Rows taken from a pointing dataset
↓
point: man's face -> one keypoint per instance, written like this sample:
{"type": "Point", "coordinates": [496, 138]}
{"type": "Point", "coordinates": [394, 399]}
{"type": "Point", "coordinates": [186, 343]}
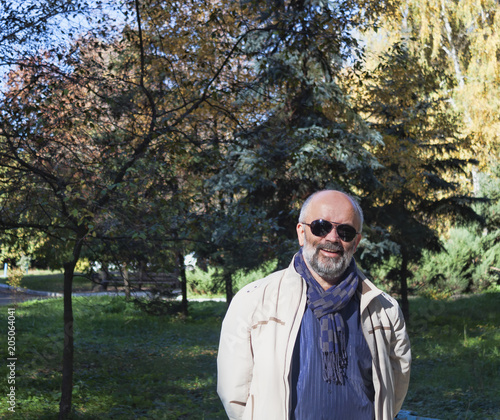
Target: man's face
{"type": "Point", "coordinates": [329, 256]}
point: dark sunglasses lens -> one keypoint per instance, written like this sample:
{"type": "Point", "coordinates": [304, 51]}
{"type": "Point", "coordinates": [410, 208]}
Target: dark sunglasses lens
{"type": "Point", "coordinates": [347, 233]}
{"type": "Point", "coordinates": [321, 227]}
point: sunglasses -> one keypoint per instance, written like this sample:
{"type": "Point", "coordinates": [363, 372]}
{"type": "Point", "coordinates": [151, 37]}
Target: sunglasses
{"type": "Point", "coordinates": [322, 228]}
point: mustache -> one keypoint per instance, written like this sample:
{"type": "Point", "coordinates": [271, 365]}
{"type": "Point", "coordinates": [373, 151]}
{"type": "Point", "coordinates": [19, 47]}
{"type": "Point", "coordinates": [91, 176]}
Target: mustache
{"type": "Point", "coordinates": [332, 247]}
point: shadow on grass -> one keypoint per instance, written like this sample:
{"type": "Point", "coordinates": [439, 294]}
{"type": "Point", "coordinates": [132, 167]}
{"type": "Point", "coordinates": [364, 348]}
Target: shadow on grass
{"type": "Point", "coordinates": [456, 358]}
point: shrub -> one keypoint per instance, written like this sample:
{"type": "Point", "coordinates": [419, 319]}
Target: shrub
{"type": "Point", "coordinates": [463, 266]}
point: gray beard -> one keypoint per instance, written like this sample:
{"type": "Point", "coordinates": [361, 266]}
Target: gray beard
{"type": "Point", "coordinates": [329, 269]}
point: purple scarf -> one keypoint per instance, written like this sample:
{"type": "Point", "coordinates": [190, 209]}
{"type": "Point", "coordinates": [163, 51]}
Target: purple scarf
{"type": "Point", "coordinates": [326, 305]}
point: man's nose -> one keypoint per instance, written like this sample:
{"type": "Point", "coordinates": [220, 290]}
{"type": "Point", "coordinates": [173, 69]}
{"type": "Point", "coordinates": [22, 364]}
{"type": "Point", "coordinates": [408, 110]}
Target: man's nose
{"type": "Point", "coordinates": [333, 236]}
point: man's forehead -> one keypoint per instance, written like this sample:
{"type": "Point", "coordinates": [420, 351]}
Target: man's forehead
{"type": "Point", "coordinates": [332, 205]}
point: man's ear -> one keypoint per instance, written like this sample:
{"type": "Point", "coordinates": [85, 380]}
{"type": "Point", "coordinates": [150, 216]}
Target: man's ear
{"type": "Point", "coordinates": [301, 233]}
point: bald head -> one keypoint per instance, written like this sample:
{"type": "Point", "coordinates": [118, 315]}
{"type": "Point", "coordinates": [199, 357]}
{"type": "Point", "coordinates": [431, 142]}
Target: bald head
{"type": "Point", "coordinates": [327, 201]}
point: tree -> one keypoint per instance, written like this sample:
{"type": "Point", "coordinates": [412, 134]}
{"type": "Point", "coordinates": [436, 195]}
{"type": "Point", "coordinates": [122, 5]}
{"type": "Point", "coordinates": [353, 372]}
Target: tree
{"type": "Point", "coordinates": [87, 135]}
{"type": "Point", "coordinates": [420, 158]}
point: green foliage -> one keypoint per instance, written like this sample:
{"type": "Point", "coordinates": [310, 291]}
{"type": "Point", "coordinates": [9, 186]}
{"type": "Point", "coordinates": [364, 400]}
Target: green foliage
{"type": "Point", "coordinates": [463, 266]}
{"type": "Point", "coordinates": [166, 362]}
{"type": "Point", "coordinates": [15, 277]}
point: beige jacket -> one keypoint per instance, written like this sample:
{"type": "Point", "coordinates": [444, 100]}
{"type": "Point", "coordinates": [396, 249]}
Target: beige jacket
{"type": "Point", "coordinates": [257, 343]}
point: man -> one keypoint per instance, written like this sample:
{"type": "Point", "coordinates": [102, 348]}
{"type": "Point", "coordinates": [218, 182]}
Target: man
{"type": "Point", "coordinates": [317, 340]}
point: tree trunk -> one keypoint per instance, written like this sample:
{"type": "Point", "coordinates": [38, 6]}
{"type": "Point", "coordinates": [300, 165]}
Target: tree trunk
{"type": "Point", "coordinates": [228, 282]}
{"type": "Point", "coordinates": [126, 280]}
{"type": "Point", "coordinates": [68, 350]}
{"type": "Point", "coordinates": [405, 304]}
{"type": "Point", "coordinates": [182, 266]}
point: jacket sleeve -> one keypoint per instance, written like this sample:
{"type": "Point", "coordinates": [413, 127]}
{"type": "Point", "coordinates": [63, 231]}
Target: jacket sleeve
{"type": "Point", "coordinates": [235, 359]}
{"type": "Point", "coordinates": [400, 357]}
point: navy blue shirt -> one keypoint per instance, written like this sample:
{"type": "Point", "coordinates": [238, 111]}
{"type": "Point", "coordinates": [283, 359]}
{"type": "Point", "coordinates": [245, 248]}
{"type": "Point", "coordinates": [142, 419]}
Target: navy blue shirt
{"type": "Point", "coordinates": [315, 399]}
↑
- _Exercise instructions_: Render every line of the rows above as a numbered list, skipping blank lines and omitting the pictures.

- _Task solution_:
1. point: man's face -> one keypoint per instance, written like this sample:
2. {"type": "Point", "coordinates": [496, 138]}
3. {"type": "Point", "coordinates": [394, 399]}
4. {"type": "Point", "coordinates": [186, 343]}
5. Target: man's face
6. {"type": "Point", "coordinates": [329, 256]}
7. point: dark sunglasses lens -> one keypoint per instance, written like this sample:
8. {"type": "Point", "coordinates": [304, 51]}
9. {"type": "Point", "coordinates": [410, 208]}
10. Target: dark sunglasses lens
11. {"type": "Point", "coordinates": [347, 233]}
12. {"type": "Point", "coordinates": [321, 227]}
13. point: sunglasses -> one keypoint per instance, written like this sample:
14. {"type": "Point", "coordinates": [363, 372]}
15. {"type": "Point", "coordinates": [151, 37]}
16. Target: sunglasses
17. {"type": "Point", "coordinates": [322, 228]}
18. point: mustache -> one keypoint per instance, written like this sample:
19. {"type": "Point", "coordinates": [271, 365]}
20. {"type": "Point", "coordinates": [373, 151]}
21. {"type": "Point", "coordinates": [19, 47]}
22. {"type": "Point", "coordinates": [91, 176]}
23. Target: mustache
24. {"type": "Point", "coordinates": [332, 247]}
25. point: shadow on grass -> one keypoint per instance, written like this sample:
26. {"type": "Point", "coordinates": [439, 294]}
27. {"type": "Point", "coordinates": [132, 167]}
28. {"type": "Point", "coordinates": [364, 348]}
29. Target: shadow on grass
30. {"type": "Point", "coordinates": [456, 358]}
31. point: shrub -> one keypoint per instance, written like this sample:
32. {"type": "Point", "coordinates": [419, 319]}
33. Target: shrub
34. {"type": "Point", "coordinates": [463, 266]}
35. point: gray beard -> one keypoint per instance, written like this sample:
36. {"type": "Point", "coordinates": [361, 266]}
37. Target: gray beard
38. {"type": "Point", "coordinates": [329, 269]}
39. point: purple scarf -> one keypoint per instance, written like this sample:
40. {"type": "Point", "coordinates": [190, 209]}
41. {"type": "Point", "coordinates": [163, 51]}
42. Target: purple scarf
43. {"type": "Point", "coordinates": [326, 305]}
44. point: man's nose -> one keypoint per instance, written like this sample:
45. {"type": "Point", "coordinates": [220, 290]}
46. {"type": "Point", "coordinates": [173, 69]}
47. {"type": "Point", "coordinates": [22, 364]}
48. {"type": "Point", "coordinates": [408, 110]}
49. Target: man's nose
50. {"type": "Point", "coordinates": [333, 236]}
51. point: man's forehead -> one keypoint per instance, written like this sample:
52. {"type": "Point", "coordinates": [420, 351]}
53. Target: man's forehead
54. {"type": "Point", "coordinates": [332, 205]}
55. point: man's ear -> one keypoint per instance, written like this sample:
56. {"type": "Point", "coordinates": [85, 380]}
57. {"type": "Point", "coordinates": [150, 216]}
58. Target: man's ear
59. {"type": "Point", "coordinates": [301, 233]}
60. point: bald head -> one keypoint per instance, written like this sample:
61. {"type": "Point", "coordinates": [118, 315]}
62. {"type": "Point", "coordinates": [199, 357]}
63. {"type": "Point", "coordinates": [431, 142]}
64. Target: bald head
65. {"type": "Point", "coordinates": [327, 201]}
66. point: tree -> one keypoint per instance, written like this sample:
67. {"type": "Point", "coordinates": [412, 134]}
68. {"type": "Point", "coordinates": [436, 195]}
69. {"type": "Point", "coordinates": [122, 5]}
70. {"type": "Point", "coordinates": [353, 372]}
71. Target: tree
72. {"type": "Point", "coordinates": [87, 135]}
73. {"type": "Point", "coordinates": [420, 158]}
74. point: green foliage -> one keypoint per instance, written like this sample:
75. {"type": "Point", "coordinates": [310, 291]}
76. {"type": "Point", "coordinates": [9, 186]}
77. {"type": "Point", "coordinates": [364, 400]}
78. Target: green foliage
79. {"type": "Point", "coordinates": [463, 266]}
80. {"type": "Point", "coordinates": [166, 362]}
81. {"type": "Point", "coordinates": [15, 277]}
82. point: beige jacket -> one keypoint per instance, written like this sample:
83. {"type": "Point", "coordinates": [444, 100]}
84. {"type": "Point", "coordinates": [396, 249]}
85. Target: beige jacket
86. {"type": "Point", "coordinates": [257, 343]}
87. point: man -> one keypoint per instance, written like this sample:
88. {"type": "Point", "coordinates": [102, 348]}
89. {"type": "Point", "coordinates": [218, 182]}
90. Target: man
91. {"type": "Point", "coordinates": [317, 340]}
92. point: tree trunk -> one keypoint per instance, written like this sample:
93. {"type": "Point", "coordinates": [38, 6]}
94. {"type": "Point", "coordinates": [300, 165]}
95. Target: tree trunk
96. {"type": "Point", "coordinates": [228, 282]}
97. {"type": "Point", "coordinates": [126, 280]}
98. {"type": "Point", "coordinates": [68, 350]}
99. {"type": "Point", "coordinates": [405, 304]}
100. {"type": "Point", "coordinates": [182, 266]}
101. point: jacket sleeve -> one keypoint per instance, written like this sample:
102. {"type": "Point", "coordinates": [413, 127]}
103. {"type": "Point", "coordinates": [63, 231]}
104. Target: jacket sleeve
105. {"type": "Point", "coordinates": [235, 359]}
106. {"type": "Point", "coordinates": [400, 357]}
107. point: navy blue shirt -> one keypoint per instance, written like this sample:
108. {"type": "Point", "coordinates": [238, 111]}
109. {"type": "Point", "coordinates": [283, 359]}
110. {"type": "Point", "coordinates": [245, 248]}
111. {"type": "Point", "coordinates": [142, 419]}
112. Target: navy blue shirt
113. {"type": "Point", "coordinates": [315, 399]}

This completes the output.